Stored data entries:
╔══
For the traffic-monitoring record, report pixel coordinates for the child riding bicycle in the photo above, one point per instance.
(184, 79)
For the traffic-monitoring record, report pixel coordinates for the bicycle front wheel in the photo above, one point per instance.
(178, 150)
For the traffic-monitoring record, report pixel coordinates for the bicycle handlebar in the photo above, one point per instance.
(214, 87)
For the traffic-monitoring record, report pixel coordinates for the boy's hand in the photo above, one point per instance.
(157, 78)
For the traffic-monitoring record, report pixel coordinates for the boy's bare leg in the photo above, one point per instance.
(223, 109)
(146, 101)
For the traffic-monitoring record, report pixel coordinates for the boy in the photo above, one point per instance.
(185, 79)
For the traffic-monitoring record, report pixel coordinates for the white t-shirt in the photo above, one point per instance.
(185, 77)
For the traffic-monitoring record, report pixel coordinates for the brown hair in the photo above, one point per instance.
╚══
╔══
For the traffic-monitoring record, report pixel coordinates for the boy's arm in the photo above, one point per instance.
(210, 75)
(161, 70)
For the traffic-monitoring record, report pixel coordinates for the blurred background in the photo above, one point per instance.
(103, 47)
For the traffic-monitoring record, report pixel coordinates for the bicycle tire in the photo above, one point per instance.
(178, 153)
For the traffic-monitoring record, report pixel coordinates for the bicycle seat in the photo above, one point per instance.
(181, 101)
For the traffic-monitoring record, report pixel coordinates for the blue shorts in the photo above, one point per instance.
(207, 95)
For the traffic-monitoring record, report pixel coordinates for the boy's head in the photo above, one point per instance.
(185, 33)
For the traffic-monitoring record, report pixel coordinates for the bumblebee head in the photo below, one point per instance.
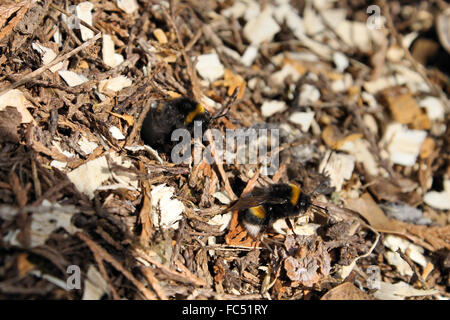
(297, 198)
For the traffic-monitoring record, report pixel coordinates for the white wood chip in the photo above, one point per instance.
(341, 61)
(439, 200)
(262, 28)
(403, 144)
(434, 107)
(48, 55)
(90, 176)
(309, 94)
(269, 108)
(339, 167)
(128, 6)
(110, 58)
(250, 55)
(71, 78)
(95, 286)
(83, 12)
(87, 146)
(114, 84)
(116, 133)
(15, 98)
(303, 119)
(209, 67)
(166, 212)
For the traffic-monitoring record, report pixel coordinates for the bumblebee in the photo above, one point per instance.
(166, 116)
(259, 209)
╚══
- [WHAT YOU ARE ASKED TO DO]
Reproduce exactly the section above that begins at the line containing "for the boy in" and ends at the line containing "for the brown", leaving out all other lines.

- [EXERCISE SOLUTION]
For the traffic-monitoring record, report pixel coordinates for the boy in the photo above, one point per instance.
(185, 79)
For the traffic-monitoring record, report pixel coordinates for the white t-shirt in the photo above, one point per instance.
(185, 77)
For the traffic-monitoring record, report pixel coordinates for the brown hair in the photo above, one point per instance.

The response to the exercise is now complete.